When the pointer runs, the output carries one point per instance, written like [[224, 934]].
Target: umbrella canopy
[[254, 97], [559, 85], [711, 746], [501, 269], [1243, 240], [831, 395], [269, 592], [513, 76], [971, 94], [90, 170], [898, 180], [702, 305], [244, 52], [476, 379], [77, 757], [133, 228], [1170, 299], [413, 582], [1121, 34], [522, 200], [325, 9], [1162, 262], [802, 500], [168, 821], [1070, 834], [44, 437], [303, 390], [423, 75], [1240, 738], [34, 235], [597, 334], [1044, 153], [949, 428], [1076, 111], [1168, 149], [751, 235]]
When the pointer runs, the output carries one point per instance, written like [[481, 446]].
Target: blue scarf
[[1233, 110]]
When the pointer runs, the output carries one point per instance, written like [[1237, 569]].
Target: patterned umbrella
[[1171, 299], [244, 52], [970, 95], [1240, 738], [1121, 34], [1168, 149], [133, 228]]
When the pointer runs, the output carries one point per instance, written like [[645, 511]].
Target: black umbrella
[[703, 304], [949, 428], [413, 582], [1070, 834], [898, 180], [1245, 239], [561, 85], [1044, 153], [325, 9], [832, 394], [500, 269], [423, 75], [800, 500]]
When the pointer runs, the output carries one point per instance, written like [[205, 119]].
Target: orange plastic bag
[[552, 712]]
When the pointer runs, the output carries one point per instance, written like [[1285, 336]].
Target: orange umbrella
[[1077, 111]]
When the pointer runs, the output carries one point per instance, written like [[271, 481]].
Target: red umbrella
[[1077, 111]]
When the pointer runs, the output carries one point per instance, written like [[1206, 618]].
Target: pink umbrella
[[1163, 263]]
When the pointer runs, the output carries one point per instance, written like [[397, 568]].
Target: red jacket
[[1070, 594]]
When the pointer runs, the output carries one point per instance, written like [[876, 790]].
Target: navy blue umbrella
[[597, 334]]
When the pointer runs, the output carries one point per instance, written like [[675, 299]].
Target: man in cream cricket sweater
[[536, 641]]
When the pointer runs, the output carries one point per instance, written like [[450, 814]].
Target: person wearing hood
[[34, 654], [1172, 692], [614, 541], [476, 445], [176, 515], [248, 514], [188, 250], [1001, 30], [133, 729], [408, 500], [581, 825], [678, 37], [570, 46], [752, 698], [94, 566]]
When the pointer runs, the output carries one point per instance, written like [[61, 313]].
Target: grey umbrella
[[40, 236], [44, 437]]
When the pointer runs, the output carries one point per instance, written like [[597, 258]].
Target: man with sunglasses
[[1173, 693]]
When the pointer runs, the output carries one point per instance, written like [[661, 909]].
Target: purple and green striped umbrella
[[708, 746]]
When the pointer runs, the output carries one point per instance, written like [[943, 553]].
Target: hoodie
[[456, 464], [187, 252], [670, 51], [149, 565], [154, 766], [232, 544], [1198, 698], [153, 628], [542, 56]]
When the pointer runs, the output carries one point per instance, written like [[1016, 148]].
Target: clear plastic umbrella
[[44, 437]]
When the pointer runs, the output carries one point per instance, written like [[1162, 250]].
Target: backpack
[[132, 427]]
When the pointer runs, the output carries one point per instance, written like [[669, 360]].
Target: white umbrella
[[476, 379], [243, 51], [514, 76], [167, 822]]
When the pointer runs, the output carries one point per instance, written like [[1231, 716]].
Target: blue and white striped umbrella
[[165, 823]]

-----

> SHORT TASK:
Reproduce all of the items above, word for word and in the same order, from the first to the last.

> RIGHT ANSWER:
When the pointer runs, the output carries one point per instance, written like [[224, 934]].
Target: umbrella canopy
[[254, 97], [559, 85], [711, 746], [501, 269], [1243, 240], [831, 395], [269, 592], [513, 76], [971, 94], [90, 170], [898, 180], [702, 305], [244, 52], [476, 379], [77, 757], [133, 228], [1170, 299], [413, 582], [1121, 34], [522, 200], [325, 9], [1162, 262], [802, 500], [168, 821], [1070, 834], [44, 437], [303, 390], [423, 75], [1240, 738], [34, 235], [597, 334], [1044, 153], [949, 428], [1076, 111], [1168, 149], [751, 235]]
When the pointer runs, the output carries one point per instance, written like [[481, 446]].
Target: blue scarf
[[1233, 110]]
When the pointer runs, the output carries one point per instance, written like [[1237, 569]].
Target: patterned umbrella
[[1171, 299], [244, 52], [970, 95], [1240, 738], [1121, 34], [1168, 149], [133, 228]]
When the pointer runs, the output carries one point per instance, written like [[645, 511]].
Target: black umbrella
[[703, 304], [949, 428], [413, 582], [1070, 834], [898, 180], [1245, 239], [561, 85], [1044, 153], [325, 9], [832, 394], [500, 269], [423, 75], [800, 500]]
When the pointer runs, the output carries one point per instance, written like [[205, 119]].
Target: orange plastic bag
[[552, 712]]
When the pointer runs, the output carries one point per instance, written like [[1285, 336]].
Target: orange umbrella
[[1077, 111]]
When the pointer runs, the output carries one point per instance, written like [[271, 481]].
Target: red umbrella
[[1077, 111]]
When the pointer runs, the output carries one point per instance, written like [[1206, 618]].
Target: pink umbrella
[[1163, 263]]
When the pointer runs, the output carries one point per instance, written like [[397, 568]].
Target: red jacket
[[1070, 594]]
When the pointer runs, the output carries one point per instance, written like [[876, 790]].
Target: navy blue umbrella
[[597, 334]]
When the pointer runs, the output carries one point per instance, written like [[675, 299]].
Target: man in cream cricket sweater
[[536, 641]]
When the pointer runs, the output carries one point per instance, written like [[450, 814]].
Target: person wearing hood
[[34, 654], [1172, 692], [614, 541], [476, 445], [176, 515], [248, 514], [188, 250], [1001, 30], [133, 729], [408, 500], [581, 825], [678, 37], [570, 46], [752, 698], [94, 566]]
When the pointer runs, the output carries one point per instance, written like [[61, 313]].
Target: grey umbrella
[[40, 236], [44, 437]]
When the pointer runs, the output carries one point per instance, written like [[597, 258]].
Target: man with sunglasses
[[1173, 693]]
When the pointer runs, the output carries one point per instance, written like [[661, 909]].
Target: purple and green striped umbrella
[[708, 746]]
When the pointer runs, the output carries one point per instance, written like [[943, 553]].
Target: hoodie
[[456, 464], [187, 252], [670, 51], [149, 565], [154, 766], [232, 544], [1198, 698], [153, 628], [542, 56]]
When the pointer runs, the output carries one point per instance, written like [[1016, 148]].
Target: clear plastic umbrella
[[44, 437]]
When the pointer runs, the output carries one point per instance, written like [[1162, 250]].
Target: backpack
[[132, 427]]
When the pointer runs, the output carries one point per instance, written like [[669, 360]].
Target: white umbrella
[[476, 379], [243, 51], [514, 76], [167, 822]]
When the pointer runs, the output carries one point per instance, written like [[1231, 716]].
Target: blue and white striped umbrella
[[165, 823]]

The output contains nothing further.